Directions:
Below are the entries; output exactly the lines from the one containing "mattress, one per instance" through the final line, inclusive.

———

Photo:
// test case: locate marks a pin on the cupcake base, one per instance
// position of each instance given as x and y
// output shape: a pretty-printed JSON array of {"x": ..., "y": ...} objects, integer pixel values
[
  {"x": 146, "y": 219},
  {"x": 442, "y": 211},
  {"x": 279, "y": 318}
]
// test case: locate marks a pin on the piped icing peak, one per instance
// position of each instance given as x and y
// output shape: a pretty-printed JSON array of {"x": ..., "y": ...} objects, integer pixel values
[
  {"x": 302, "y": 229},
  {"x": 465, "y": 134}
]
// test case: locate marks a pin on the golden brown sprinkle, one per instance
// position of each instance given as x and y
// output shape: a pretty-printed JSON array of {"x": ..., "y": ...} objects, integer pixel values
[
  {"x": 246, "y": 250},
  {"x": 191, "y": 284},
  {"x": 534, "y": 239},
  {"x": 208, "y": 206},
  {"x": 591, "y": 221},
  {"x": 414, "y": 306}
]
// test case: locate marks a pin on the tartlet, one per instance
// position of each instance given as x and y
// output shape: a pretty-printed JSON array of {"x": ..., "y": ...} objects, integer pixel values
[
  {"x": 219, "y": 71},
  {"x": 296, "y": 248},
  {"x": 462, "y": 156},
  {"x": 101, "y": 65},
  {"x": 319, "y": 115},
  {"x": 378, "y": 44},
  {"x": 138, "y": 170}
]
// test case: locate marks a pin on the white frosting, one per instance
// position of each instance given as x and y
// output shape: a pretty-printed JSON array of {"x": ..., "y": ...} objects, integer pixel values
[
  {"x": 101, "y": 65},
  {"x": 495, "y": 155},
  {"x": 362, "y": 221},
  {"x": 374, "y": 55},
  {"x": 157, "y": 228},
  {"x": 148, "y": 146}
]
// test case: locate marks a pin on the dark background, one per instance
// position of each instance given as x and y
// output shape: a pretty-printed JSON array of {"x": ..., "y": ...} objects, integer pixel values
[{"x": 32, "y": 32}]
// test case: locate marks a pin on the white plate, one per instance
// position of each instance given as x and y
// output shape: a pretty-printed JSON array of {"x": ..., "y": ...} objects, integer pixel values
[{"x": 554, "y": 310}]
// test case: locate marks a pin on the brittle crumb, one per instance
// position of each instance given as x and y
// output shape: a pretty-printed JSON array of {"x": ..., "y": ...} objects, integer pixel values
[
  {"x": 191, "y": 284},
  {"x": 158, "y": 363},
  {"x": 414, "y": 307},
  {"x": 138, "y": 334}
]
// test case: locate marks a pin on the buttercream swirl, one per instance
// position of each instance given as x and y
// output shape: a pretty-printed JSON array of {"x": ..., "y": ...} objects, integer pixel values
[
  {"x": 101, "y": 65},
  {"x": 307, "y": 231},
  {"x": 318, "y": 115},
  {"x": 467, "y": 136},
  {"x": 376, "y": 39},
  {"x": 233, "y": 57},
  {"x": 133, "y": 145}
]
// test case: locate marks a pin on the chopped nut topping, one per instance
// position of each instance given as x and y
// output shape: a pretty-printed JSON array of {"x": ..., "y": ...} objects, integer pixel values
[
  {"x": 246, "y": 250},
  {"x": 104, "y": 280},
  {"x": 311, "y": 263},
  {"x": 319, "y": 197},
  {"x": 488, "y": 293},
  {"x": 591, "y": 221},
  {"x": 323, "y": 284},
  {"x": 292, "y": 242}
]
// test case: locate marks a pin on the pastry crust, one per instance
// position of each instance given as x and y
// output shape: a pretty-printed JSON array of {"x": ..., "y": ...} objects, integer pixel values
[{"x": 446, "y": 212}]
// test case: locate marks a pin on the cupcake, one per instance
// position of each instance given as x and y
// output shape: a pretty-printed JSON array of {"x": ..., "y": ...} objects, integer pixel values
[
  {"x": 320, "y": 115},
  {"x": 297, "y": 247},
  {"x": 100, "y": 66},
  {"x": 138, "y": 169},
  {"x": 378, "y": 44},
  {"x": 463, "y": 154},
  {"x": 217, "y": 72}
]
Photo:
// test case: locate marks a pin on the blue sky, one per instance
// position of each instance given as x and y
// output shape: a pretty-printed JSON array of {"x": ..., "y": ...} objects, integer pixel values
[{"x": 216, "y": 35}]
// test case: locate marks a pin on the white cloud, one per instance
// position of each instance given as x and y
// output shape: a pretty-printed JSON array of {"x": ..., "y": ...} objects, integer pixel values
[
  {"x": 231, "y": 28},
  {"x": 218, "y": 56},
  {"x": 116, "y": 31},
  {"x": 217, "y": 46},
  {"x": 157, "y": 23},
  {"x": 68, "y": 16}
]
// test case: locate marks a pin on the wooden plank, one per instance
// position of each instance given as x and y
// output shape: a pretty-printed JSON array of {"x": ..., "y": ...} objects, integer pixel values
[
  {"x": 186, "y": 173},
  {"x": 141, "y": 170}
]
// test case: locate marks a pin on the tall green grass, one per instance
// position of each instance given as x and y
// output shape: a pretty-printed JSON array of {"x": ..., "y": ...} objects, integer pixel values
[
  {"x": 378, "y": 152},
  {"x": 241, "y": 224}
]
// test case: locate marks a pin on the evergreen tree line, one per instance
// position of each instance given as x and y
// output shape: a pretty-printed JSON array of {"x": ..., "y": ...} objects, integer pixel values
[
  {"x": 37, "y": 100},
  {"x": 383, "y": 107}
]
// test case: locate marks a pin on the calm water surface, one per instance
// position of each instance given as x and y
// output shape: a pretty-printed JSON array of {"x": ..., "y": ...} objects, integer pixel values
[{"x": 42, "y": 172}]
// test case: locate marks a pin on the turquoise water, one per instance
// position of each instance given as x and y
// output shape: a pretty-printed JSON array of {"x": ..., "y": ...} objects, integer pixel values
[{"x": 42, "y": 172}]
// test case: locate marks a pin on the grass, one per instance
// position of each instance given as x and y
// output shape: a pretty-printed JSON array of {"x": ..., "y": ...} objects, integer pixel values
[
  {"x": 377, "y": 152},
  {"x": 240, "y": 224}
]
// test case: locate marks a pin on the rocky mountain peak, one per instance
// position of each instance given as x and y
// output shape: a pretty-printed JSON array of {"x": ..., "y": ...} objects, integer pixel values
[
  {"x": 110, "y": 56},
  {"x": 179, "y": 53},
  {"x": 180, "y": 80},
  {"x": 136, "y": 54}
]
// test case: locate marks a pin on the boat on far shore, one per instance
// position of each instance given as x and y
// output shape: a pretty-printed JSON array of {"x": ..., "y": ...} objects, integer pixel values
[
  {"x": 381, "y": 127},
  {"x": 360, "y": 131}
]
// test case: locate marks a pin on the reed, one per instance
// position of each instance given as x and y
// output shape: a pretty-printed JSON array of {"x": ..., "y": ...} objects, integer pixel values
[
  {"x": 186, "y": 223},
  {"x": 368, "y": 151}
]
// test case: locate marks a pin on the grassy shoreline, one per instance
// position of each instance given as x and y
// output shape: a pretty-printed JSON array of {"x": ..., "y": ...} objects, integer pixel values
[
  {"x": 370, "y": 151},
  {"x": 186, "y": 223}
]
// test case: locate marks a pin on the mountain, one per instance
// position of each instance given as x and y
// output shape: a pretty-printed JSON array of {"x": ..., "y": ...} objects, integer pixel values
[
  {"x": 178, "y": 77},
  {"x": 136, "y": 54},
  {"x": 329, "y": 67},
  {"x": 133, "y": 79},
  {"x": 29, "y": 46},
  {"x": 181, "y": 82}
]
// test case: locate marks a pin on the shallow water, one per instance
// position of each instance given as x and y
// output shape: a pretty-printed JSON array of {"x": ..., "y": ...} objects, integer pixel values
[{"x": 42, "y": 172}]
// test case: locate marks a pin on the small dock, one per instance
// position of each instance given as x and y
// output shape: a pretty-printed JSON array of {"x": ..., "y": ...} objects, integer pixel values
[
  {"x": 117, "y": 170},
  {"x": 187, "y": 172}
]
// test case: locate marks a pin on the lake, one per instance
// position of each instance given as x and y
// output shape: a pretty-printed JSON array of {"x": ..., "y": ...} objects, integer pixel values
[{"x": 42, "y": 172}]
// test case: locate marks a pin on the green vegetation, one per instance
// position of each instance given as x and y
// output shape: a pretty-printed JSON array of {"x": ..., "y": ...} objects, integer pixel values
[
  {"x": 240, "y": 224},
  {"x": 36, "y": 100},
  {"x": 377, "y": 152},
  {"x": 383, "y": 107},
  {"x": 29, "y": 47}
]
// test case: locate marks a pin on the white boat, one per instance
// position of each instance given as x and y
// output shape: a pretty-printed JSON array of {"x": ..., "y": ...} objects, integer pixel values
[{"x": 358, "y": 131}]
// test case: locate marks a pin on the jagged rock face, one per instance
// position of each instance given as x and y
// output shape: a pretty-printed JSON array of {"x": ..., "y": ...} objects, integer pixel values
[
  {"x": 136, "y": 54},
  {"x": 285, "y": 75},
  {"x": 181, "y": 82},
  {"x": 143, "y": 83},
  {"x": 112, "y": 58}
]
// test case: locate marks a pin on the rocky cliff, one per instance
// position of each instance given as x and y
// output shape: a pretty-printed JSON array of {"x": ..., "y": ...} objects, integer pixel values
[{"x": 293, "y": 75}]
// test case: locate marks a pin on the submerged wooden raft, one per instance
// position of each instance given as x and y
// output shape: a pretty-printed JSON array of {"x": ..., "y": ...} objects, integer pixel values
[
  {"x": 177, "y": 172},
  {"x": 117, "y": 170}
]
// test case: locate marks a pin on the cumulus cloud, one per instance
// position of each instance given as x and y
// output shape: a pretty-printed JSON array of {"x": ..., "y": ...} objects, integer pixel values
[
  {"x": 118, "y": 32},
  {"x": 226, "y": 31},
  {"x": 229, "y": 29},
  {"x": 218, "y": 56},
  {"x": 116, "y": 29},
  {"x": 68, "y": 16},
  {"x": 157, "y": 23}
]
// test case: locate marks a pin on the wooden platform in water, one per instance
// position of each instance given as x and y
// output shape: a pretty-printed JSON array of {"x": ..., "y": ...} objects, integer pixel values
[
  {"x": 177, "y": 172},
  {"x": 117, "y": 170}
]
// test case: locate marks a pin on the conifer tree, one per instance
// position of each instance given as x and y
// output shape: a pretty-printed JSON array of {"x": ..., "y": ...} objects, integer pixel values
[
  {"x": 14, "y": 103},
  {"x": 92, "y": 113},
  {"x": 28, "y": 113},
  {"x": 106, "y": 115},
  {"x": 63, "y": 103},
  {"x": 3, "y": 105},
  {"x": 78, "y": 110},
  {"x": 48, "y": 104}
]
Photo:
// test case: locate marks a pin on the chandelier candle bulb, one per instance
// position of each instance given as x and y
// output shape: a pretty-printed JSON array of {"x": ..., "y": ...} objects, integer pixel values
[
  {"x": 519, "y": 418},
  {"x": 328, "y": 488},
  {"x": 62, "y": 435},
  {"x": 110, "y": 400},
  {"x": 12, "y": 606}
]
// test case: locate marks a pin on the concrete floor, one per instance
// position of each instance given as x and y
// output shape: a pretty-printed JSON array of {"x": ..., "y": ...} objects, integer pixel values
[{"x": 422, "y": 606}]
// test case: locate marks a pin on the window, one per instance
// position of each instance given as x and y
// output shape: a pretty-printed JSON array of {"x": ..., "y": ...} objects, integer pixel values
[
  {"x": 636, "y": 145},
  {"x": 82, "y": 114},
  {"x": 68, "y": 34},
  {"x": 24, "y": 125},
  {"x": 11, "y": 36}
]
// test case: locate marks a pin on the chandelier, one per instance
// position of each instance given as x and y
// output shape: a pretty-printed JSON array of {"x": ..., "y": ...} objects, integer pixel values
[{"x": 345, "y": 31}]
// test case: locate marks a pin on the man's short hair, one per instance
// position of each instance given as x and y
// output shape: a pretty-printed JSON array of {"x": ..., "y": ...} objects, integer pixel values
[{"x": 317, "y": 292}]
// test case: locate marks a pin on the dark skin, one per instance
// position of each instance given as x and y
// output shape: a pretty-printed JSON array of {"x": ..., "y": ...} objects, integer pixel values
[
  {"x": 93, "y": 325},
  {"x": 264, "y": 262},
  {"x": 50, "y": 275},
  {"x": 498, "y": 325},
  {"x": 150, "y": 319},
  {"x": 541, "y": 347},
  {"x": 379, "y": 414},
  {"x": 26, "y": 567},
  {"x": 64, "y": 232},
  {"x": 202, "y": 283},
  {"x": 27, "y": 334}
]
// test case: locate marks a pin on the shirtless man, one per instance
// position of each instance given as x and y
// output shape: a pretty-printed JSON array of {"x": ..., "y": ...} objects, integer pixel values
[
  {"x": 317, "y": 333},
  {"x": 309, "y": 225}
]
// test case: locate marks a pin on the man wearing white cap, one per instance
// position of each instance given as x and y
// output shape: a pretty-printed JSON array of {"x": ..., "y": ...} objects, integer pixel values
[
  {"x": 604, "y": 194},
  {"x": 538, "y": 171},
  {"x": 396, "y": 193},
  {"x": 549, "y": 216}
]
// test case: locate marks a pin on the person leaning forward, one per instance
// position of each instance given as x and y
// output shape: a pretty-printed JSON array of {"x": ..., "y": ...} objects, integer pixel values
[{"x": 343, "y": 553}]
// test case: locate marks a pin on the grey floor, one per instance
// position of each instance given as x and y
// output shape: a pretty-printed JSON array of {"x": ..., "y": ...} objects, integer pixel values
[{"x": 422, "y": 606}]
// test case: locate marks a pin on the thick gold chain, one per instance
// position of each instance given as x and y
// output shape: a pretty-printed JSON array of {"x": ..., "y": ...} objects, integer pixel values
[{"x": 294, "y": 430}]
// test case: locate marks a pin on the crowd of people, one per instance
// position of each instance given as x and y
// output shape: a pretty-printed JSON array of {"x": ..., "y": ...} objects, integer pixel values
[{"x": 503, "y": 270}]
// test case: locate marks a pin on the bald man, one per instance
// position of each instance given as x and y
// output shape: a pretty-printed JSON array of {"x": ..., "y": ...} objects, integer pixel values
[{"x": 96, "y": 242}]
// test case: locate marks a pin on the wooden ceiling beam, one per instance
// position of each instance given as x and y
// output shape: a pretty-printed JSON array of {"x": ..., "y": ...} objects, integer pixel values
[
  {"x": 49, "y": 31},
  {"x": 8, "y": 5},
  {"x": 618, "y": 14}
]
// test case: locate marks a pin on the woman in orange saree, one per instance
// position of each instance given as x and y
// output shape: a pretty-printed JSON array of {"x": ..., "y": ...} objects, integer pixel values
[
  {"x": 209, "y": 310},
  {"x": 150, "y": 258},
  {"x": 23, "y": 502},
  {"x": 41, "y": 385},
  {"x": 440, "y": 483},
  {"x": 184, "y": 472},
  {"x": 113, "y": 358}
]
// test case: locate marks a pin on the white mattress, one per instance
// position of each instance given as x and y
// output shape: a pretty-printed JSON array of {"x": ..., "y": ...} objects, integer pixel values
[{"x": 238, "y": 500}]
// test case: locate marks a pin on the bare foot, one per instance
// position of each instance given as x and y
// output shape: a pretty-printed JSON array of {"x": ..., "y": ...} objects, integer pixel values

———

Completed task:
// test case: locate marks a pin on the white mattress, one per instance
// position of each instance given as x and y
// output shape: a pretty-printed JSON array of {"x": ..., "y": ...} objects, integer pixel values
[{"x": 238, "y": 500}]
// test case: locate marks a pin on the bare foot, one per instance
// position of each instance given as x and y
// output shape: a pretty-printed JSON array of {"x": ..., "y": ...} objects, integer pixel values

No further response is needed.